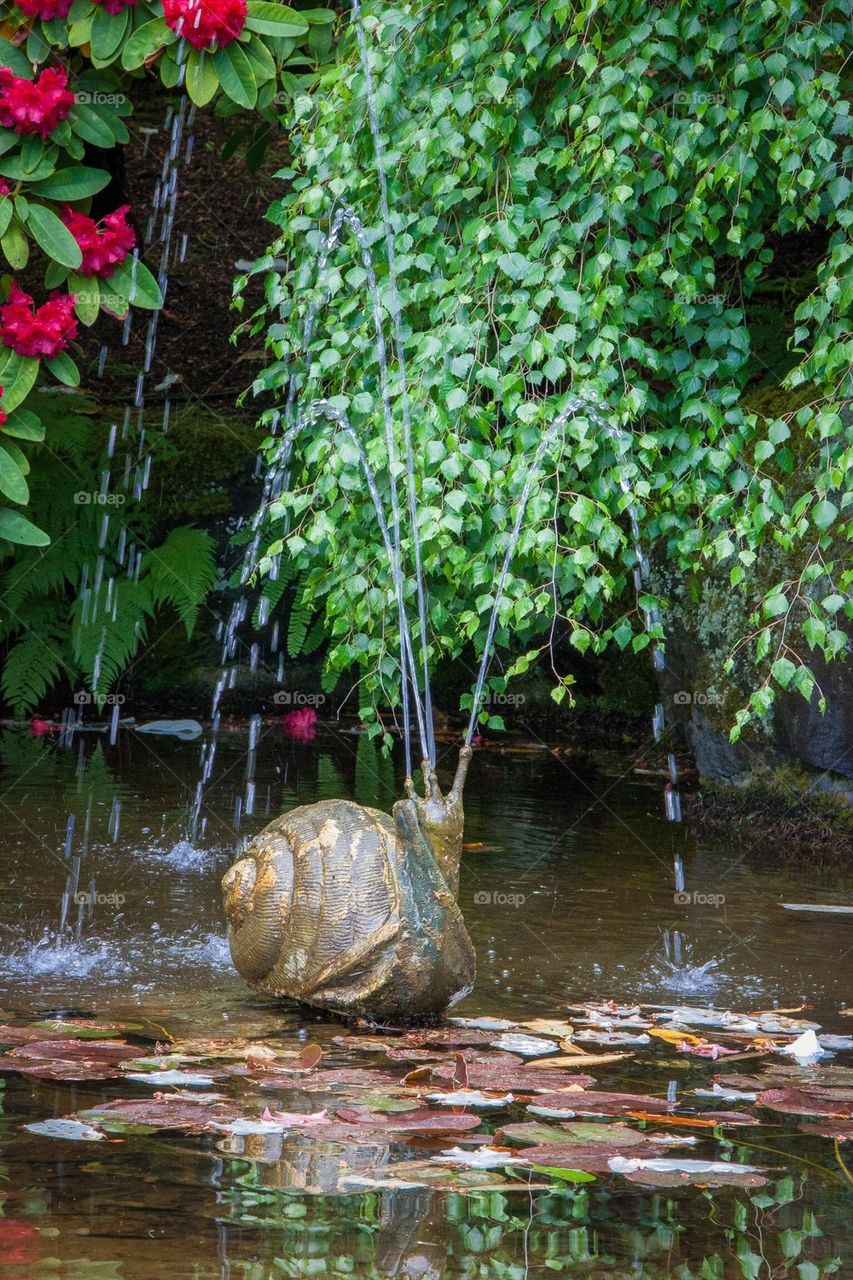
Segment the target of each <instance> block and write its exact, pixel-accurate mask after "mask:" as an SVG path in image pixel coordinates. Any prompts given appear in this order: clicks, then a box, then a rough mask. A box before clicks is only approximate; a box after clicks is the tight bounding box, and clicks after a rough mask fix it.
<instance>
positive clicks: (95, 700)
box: [73, 689, 127, 707]
mask: <svg viewBox="0 0 853 1280" xmlns="http://www.w3.org/2000/svg"><path fill="white" fill-rule="evenodd" d="M73 701H74V705H76V707H91V705H93V707H123V705H124V703H126V701H127V699H126V696H124V694H91V692H90V691H88V689H76V690H74V698H73Z"/></svg>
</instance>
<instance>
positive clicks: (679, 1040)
mask: <svg viewBox="0 0 853 1280" xmlns="http://www.w3.org/2000/svg"><path fill="white" fill-rule="evenodd" d="M647 1034H648V1036H654V1037H657V1039H665V1041H666V1043H667V1044H685V1043H686V1044H704V1041H703V1038H702V1037H701V1036H689V1034H688V1033H686V1032H674V1030H670V1029H669V1028H666V1027H649V1029H648V1033H647Z"/></svg>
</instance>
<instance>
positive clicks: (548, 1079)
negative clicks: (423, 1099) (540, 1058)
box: [430, 1062, 596, 1098]
mask: <svg viewBox="0 0 853 1280" xmlns="http://www.w3.org/2000/svg"><path fill="white" fill-rule="evenodd" d="M455 1071H456V1066H455V1065H453V1066H451V1065H447V1066H439V1068H435V1069H434V1070H433V1071H432V1073H430V1074H432V1076H433V1079H439V1080H452V1079H453V1075H455ZM594 1083H596V1078H594V1076H592V1075H580V1074H573V1073H571V1071H564V1070H562V1069H561V1068H558V1066H555V1068H548V1066H524V1064H521V1065H520V1066H512V1065H505V1064H502V1062H501V1064H496V1065H493V1066H483V1065H480V1064H478V1062H471V1064H469V1073H467V1084H469V1087H470V1088H471V1089H497V1091H500V1092H501V1093H523V1094H524V1093H553V1091H555V1089H569V1088H571V1087H573V1085H578V1087H579V1088H581V1089H583V1088H587V1085H589V1084H594ZM561 1096H562V1097H566V1096H567V1094H561ZM571 1097H573V1098H575V1097H580V1094H579V1093H573V1094H571Z"/></svg>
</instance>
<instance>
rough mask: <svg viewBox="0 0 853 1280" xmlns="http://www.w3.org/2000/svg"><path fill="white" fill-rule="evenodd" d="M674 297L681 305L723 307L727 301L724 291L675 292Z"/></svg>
mask: <svg viewBox="0 0 853 1280" xmlns="http://www.w3.org/2000/svg"><path fill="white" fill-rule="evenodd" d="M672 297H674V300H675V301H676V302H680V303H681V306H701V307H721V306H725V301H726V298H725V294H724V293H674V294H672Z"/></svg>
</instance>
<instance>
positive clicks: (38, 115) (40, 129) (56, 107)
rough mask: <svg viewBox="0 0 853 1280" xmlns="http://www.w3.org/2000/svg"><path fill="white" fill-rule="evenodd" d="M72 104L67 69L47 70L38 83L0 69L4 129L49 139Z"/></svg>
mask: <svg viewBox="0 0 853 1280" xmlns="http://www.w3.org/2000/svg"><path fill="white" fill-rule="evenodd" d="M73 105H74V95H73V93H72V92H70V91H69V88H68V72H67V70H65V68H64V67H47V68H45V70H44V72H41V74H40V76H37V77H36V79H35V81H28V79H27V78H26V77H23V76H15V74H14V72H12V70H10V69H9V68H8V67H0V124H1V125H3V127H4V128H5V129H14V131H15V133H40V134H41V137H42V138H46V137H49V134H51V133H53V132H54V129H55V128H56V125H58V124H59V122H60V120H64V119H65V116H67V115H68V113H69V111H70V109H72V106H73Z"/></svg>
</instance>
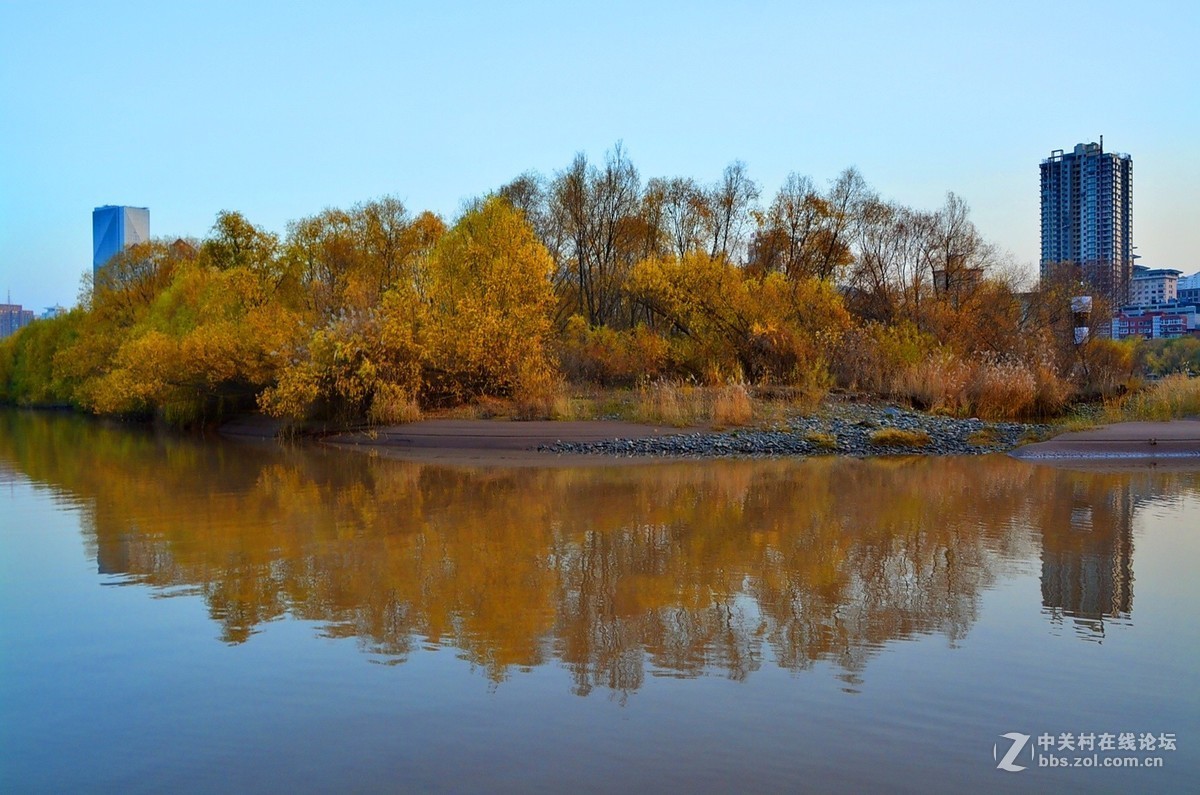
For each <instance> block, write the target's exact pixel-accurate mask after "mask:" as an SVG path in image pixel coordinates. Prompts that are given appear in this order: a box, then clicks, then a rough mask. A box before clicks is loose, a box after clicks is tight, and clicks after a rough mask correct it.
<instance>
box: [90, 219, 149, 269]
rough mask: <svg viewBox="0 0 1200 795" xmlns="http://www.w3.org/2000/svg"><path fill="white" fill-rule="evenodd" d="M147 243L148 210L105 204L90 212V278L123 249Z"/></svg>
mask: <svg viewBox="0 0 1200 795" xmlns="http://www.w3.org/2000/svg"><path fill="white" fill-rule="evenodd" d="M149 239H150V210H149V209H148V208H144V207H118V205H114V204H106V205H104V207H97V208H96V209H95V210H92V211H91V274H92V277H95V276H96V274H97V273H100V269H101V268H102V267H103V265H104V263H106V262H108V261H109V259H112V258H113V256H114V255H116V253H118V252H119V251H121V250H122V249H126V247H127V246H132V245H133V244H136V243H145V241H146V240H149Z"/></svg>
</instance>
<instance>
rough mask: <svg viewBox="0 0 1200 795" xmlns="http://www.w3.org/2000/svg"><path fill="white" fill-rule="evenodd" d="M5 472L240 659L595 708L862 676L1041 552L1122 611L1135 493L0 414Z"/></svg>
mask: <svg viewBox="0 0 1200 795" xmlns="http://www.w3.org/2000/svg"><path fill="white" fill-rule="evenodd" d="M5 461H6V462H8V466H11V467H13V468H16V470H18V471H23V472H24V473H25V474H26V476H28V477H30V478H31V479H34V480H36V482H41V483H44V484H48V485H50V486H53V488H55V489H58V490H59V491H60V492H62V494H66V495H70V496H71V497H72V498H73V500H76V501H77V503H78V504H79V506H80V507H82V510H83V515H84V528H85V539H86V543H88V544H89V545H90V546H91V549H90V550H89V551H90V554H92V555H94V556H95V558H96V561H97V566H98V568H100V570H101V572H102V573H106V574H109V575H120V578H121V579H122V581H130V582H138V584H144V585H150V586H154V587H156V588H160V592H161V593H163V594H175V593H194V594H199V596H200V597H202V598H203V599H204V602H205V603H206V605H208V608H209V611H210V615H211V616H212V618H214V621H216V622H217V623H218V624H220V627H221V630H220V634H221V639H222V640H224V641H226V642H234V644H235V642H244V641H246V640H247V639H248V638H250V636H251V635H252V634H253V633H254V632H257V630H258V629H259V628H260V627H262V624H263V623H264V622H266V621H270V620H272V618H277V617H281V616H293V617H296V618H302V620H310V621H316V622H318V623H319V624H320V626H322V628H323V629H322V632H323V633H324V634H326V635H329V636H337V638H342V636H344V638H355V639H358V641H359V642H360V644H361V645H362V647H364V648H365V650H366V651H368V652H370V653H372V654H376V656H379V657H382V658H384V659H386V660H389V662H402V660H403V659H406V658H407V657H408V656H409V654H412V653H414V651H415V650H418V648H420V647H421V646H450V647H454V648H456V650H458V651H460V653H461V654H462V656H463V657H464V658H467V659H469V660H470V662H472V663H473V664H474V665H476V667H478V668H479V669H480V670H482V671H484V673H486V675H487V676H488V677H490V679H491V680H492V681H494V682H499V681H503V680H504V679H505V677H506V676H509V675H510V673H511V671H514V670H520V669H528V668H532V667H536V665H542V664H546V663H548V662H552V660H557V662H558V663H560V664H562V665H564V667H565V668H566V669H568V670H569V671H570V674H571V677H572V682H574V689H575V691H576V692H577V693H580V694H586V693H589V692H590V691H592V689H594V688H596V687H600V688H606V689H611V691H614V692H617V693H630V692H634V691H636V689H638V688H640V687H642V685H643V683H644V680H646V676H647V675H652V676H684V677H686V676H698V675H704V674H710V673H720V674H722V675H725V676H730V677H732V679H738V680H740V679H744V677H746V676H749V675H751V674H752V673H754V671H756V670H758V669H760V668H761V667H762V665H763V664H775V665H780V667H784V668H786V669H790V670H796V671H799V670H805V669H809V668H812V667H814V665H816V664H818V663H830V664H834V665H836V667H840V668H841V669H842V675H844V677H845V679H846V680H847V681H848V682H857V681H860V679H862V673H863V671H864V669H865V667H866V664H868V662H869V659H870V658H871V656H872V654H874V653H876V652H877V650H878V648H880V647H881V646H883V645H884V644H887V642H889V641H894V640H896V639H904V638H911V636H916V635H923V634H941V635H943V636H946V638H947V640H948V641H949V642H952V644H954V642H956V641H958V640H959V639H961V638H962V636H965V635H966V633H967V632H970V629H971V627H972V626H973V623H974V621H976V618H977V614H978V604H979V599H980V594H982V592H983V591H984V590H985V588H986V587H989V585H990V584H992V582H994V581H995V580H996V579H997V576H1000V575H1002V574H1003V573H1004V570H1006V568H1007V567H1013V566H1018V564H1019V561H1024V560H1028V558H1031V557H1033V555H1034V554H1036V551H1037V544H1038V543H1039V542H1040V544H1042V554H1043V605H1044V606H1045V609H1046V610H1049V611H1051V617H1055V620H1057V617H1056V616H1078V617H1081V618H1085V620H1098V618H1103V617H1106V618H1111V617H1114V616H1120V617H1123V618H1128V617H1129V614H1130V610H1132V591H1130V582H1132V574H1130V563H1129V552H1130V549H1132V543H1130V542H1129V530H1128V527H1129V521H1130V516H1132V504H1133V503H1132V502H1130V488H1133V486H1130V485H1129V484H1130V480H1129V478H1128V477H1127V476H1116V474H1096V473H1073V472H1066V471H1058V470H1054V468H1049V467H1036V466H1030V465H1026V464H1022V462H1018V461H1013V460H1009V459H1006V458H985V459H970V460H962V459H911V460H876V461H859V460H846V459H820V460H810V461H755V462H751V461H716V462H706V464H656V465H647V466H632V467H630V466H625V467H587V468H574V467H569V466H568V467H554V468H536V467H524V468H456V467H449V466H442V465H433V464H419V462H407V461H396V460H385V459H378V458H372V456H368V455H359V454H354V453H346V452H338V450H324V449H314V448H308V447H298V448H283V447H278V446H275V444H260V446H253V444H235V443H229V442H221V441H209V442H199V441H194V440H181V438H176V437H172V436H161V435H155V434H152V432H146V431H139V430H130V429H110V428H106V426H103V425H100V424H96V423H92V422H88V420H82V419H79V418H73V417H52V416H44V414H17V413H13V412H7V413H0V462H5ZM1147 484H1148V482H1147ZM1196 485H1198V476H1196V474H1195V473H1171V474H1158V476H1156V479H1154V480H1153V488H1154V489H1158V490H1168V491H1178V490H1181V489H1196ZM1144 486H1145V488H1151V486H1150V485H1146V484H1144ZM1088 510H1090V512H1091V513H1090V514H1087V512H1088ZM1085 514H1086V515H1088V516H1090V522H1091V528H1090V531H1088V533H1086V534H1080V533H1079V532H1078V531H1075V530H1072V527H1073V525H1072V521H1073V520H1075V521H1076V524H1078V520H1079V518H1080V516H1082V515H1085ZM1031 528H1033V530H1031ZM1039 534H1040V538H1038V536H1039ZM1056 611H1057V612H1056Z"/></svg>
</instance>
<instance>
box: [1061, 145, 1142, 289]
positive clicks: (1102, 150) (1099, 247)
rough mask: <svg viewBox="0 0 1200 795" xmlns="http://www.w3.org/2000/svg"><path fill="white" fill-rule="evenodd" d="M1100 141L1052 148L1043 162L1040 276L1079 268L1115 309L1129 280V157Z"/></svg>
mask: <svg viewBox="0 0 1200 795" xmlns="http://www.w3.org/2000/svg"><path fill="white" fill-rule="evenodd" d="M1100 141H1102V143H1099V144H1097V143H1087V144H1076V145H1075V149H1074V150H1073V151H1069V153H1064V151H1063V150H1062V149H1055V150H1054V151H1051V153H1050V156H1049V157H1048V159H1045V160H1043V161H1042V267H1040V270H1042V277H1043V279H1045V277H1046V276H1048V275H1049V274H1050V273H1051V271H1052V270H1054V268H1055V267H1057V265H1078V267H1079V268H1080V269H1081V270H1082V275H1084V279H1085V280H1086V281H1087V282H1088V283H1090V285H1091V286H1092V288H1093V289H1094V291H1096V292H1097V293H1098V294H1100V295H1104V297H1105V298H1108V299H1109V300H1110V303H1111V305H1112V306H1114V307H1116V306H1121V305H1122V304H1124V303H1126V300H1127V298H1128V289H1129V282H1130V280H1132V277H1133V259H1134V256H1133V157H1130V156H1129V155H1120V154H1116V153H1106V151H1104V144H1103V141H1104V139H1103V137H1102V138H1100Z"/></svg>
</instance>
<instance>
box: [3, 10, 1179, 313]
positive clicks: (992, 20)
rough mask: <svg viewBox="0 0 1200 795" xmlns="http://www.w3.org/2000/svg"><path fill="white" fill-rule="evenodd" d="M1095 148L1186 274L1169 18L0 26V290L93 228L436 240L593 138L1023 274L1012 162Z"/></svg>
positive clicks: (289, 11) (1025, 239)
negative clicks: (992, 263) (434, 223)
mask: <svg viewBox="0 0 1200 795" xmlns="http://www.w3.org/2000/svg"><path fill="white" fill-rule="evenodd" d="M1102 135H1103V136H1104V145H1105V150H1110V151H1120V153H1128V154H1130V155H1132V156H1133V161H1134V244H1135V245H1136V246H1138V252H1139V253H1140V255H1141V257H1142V258H1141V263H1142V264H1147V265H1151V267H1159V268H1166V267H1169V268H1177V269H1180V270H1183V271H1184V273H1188V274H1190V273H1194V271H1196V270H1200V220H1198V217H1196V215H1198V210H1200V198H1198V197H1200V2H1196V1H1195V0H1187V1H1184V0H1178V1H1165V0H1157V1H1156V0H1141V1H1139V2H1132V1H1126V2H1108V1H1104V0H1096V1H1092V2H1057V4H1048V2H1044V1H1042V2H1025V1H1024V0H1009V1H1006V2H967V1H965V0H955V1H948V2H943V1H926V2H905V1H902V0H893V1H874V0H842V1H841V2H836V4H833V2H798V1H793V2H750V4H739V2H733V1H732V0H727V1H725V2H704V1H703V0H692V1H690V2H653V1H650V0H642V1H641V2H636V1H635V2H625V1H624V0H610V1H607V2H583V1H581V2H568V1H563V0H559V1H557V2H520V1H517V0H509V1H508V2H494V1H493V2H454V1H452V0H443V1H440V2H437V4H432V2H424V4H414V2H407V4H406V2H383V1H377V2H368V1H355V0H340V1H338V2H336V4H335V2H300V1H296V2H269V1H258V2H256V1H254V0H241V1H236V2H224V1H221V0H210V1H206V2H190V1H187V0H172V1H170V2H163V1H162V0H155V1H154V2H139V1H136V0H133V1H131V0H122V1H121V2H116V4H102V2H70V1H55V0H0V291H7V293H8V294H11V297H12V300H13V301H14V303H19V304H24V305H25V306H26V307H32V309H35V310H38V311H40V310H41V309H42V307H46V306H50V305H55V304H61V305H65V306H71V305H72V304H74V303H76V299H77V294H78V291H79V279H80V275H82V274H83V273H84V271H89V270H90V268H91V210H92V209H94V208H95V207H98V205H102V204H132V205H137V207H149V208H150V231H151V234H152V235H155V237H167V238H176V237H197V238H203V237H204V235H205V234H206V233H208V232H209V229H210V228H211V226H212V222H214V220H215V217H216V214H217V213H218V211H221V210H236V211H240V213H241V214H244V215H245V216H246V217H247V219H250V221H252V222H253V223H256V225H259V226H263V227H265V228H268V229H270V231H272V232H277V233H280V234H283V233H284V232H286V229H287V225H288V222H289V221H294V220H298V219H302V217H305V216H308V215H313V214H316V213H319V211H320V210H323V209H325V208H329V207H343V208H346V207H350V205H353V204H355V203H359V202H365V201H368V199H372V198H378V197H380V196H395V197H397V198H400V199H402V201H403V202H404V204H406V205H407V207H408V208H409V209H410V210H412V211H414V213H416V211H420V210H432V211H434V213H438V214H439V215H442V216H443V217H445V219H446V220H452V219H454V216H455V215H456V214H457V213H458V211H460V209H461V208H462V205H463V202H464V201H468V199H470V198H473V197H478V196H480V195H482V193H486V192H488V191H492V190H494V189H497V187H499V186H500V185H503V184H505V183H508V181H509V180H511V179H512V178H514V177H516V175H518V174H521V173H523V172H527V171H536V172H540V173H541V174H545V175H547V177H548V175H553V174H554V173H556V172H557V171H560V169H564V168H565V167H566V166H568V165H569V163H570V161H571V159H572V157H574V156H575V155H576V153H584V154H586V155H587V156H588V157H589V159H590V160H593V161H602V160H604V156H605V154H606V153H607V151H608V150H610V149H612V147H613V145H614V144H616V143H618V142H620V143H622V144H623V147H624V149H625V150H626V153H628V154H629V156H630V159H631V160H632V162H634V165H635V166H636V167H637V168H638V172H640V173H641V175H642V179H643V180H644V179H648V178H652V177H691V178H694V179H696V180H698V181H701V183H710V181H714V180H716V179H718V178H719V177H720V173H721V171H722V169H724V168H725V166H727V165H728V163H731V162H733V161H734V160H740V161H743V162H745V165H746V169H748V172H749V174H750V177H751V178H754V179H755V180H756V181H757V183H758V185H760V187H761V189H762V199H761V201H762V202H763V203H766V202H768V201H769V198H770V197H772V196H773V195H774V192H775V191H776V190H778V189H779V186H780V185H781V184H782V183H784V180H785V179H786V177H787V174H788V173H790V172H797V173H799V174H806V175H809V177H811V178H812V179H814V180H815V181H816V184H817V185H821V186H824V185H827V184H828V183H829V181H830V180H832V179H834V178H835V177H836V175H838V174H839V173H840V172H841V171H844V169H845V168H847V167H851V166H853V167H857V168H858V169H859V172H860V173H862V174H863V177H864V178H865V179H866V181H868V183H869V184H870V185H871V186H872V187H874V189H875V190H876V191H877V192H878V193H880V195H881V196H883V197H884V198H889V199H894V201H898V202H901V203H904V204H907V205H911V207H916V208H923V209H934V208H936V207H940V205H941V204H942V203H943V201H944V197H946V193H947V192H948V191H953V192H954V193H956V195H959V196H960V197H962V198H964V199H965V201H966V202H967V204H968V205H970V207H971V210H972V219H973V221H974V222H976V225H977V226H978V228H979V229H980V232H982V233H983V234H984V237H985V238H986V239H988V240H990V241H991V243H994V244H996V245H997V246H998V247H1000V249H1001V250H1003V251H1007V252H1009V253H1010V255H1012V257H1013V258H1014V259H1015V262H1018V263H1020V265H1021V267H1022V268H1025V269H1026V271H1028V273H1033V271H1034V270H1036V263H1037V258H1038V223H1039V221H1038V213H1039V208H1038V165H1039V162H1040V161H1042V159H1044V157H1046V156H1049V154H1050V151H1051V150H1054V149H1068V150H1069V149H1070V148H1072V147H1074V144H1076V143H1080V142H1090V141H1098V139H1099V136H1102Z"/></svg>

- _Directions for this task_: Copy out each line in the listing that has the word "coordinates".

- _Answer space_:
Segment the target of each <instance> block and write its exact, pixel-accurate mask after "mask:" as an SVG path in image pixel coordinates. Any prompts given appear in this order: clicks, then a box, then a rough mask. A box before clicks is only approximate; a box after clicks is the tight bounding box, and clicks after a rough mask fix it.
For each <instance> block, write the target's exact pixel-accurate mask after "mask:" as an SVG path in image pixel coordinates. Prompts that are given appear in this order: a box, then clicks, then a rough mask. A box before clicks is loose, a box after clicks is tight, and clicks after a rough mask correct it.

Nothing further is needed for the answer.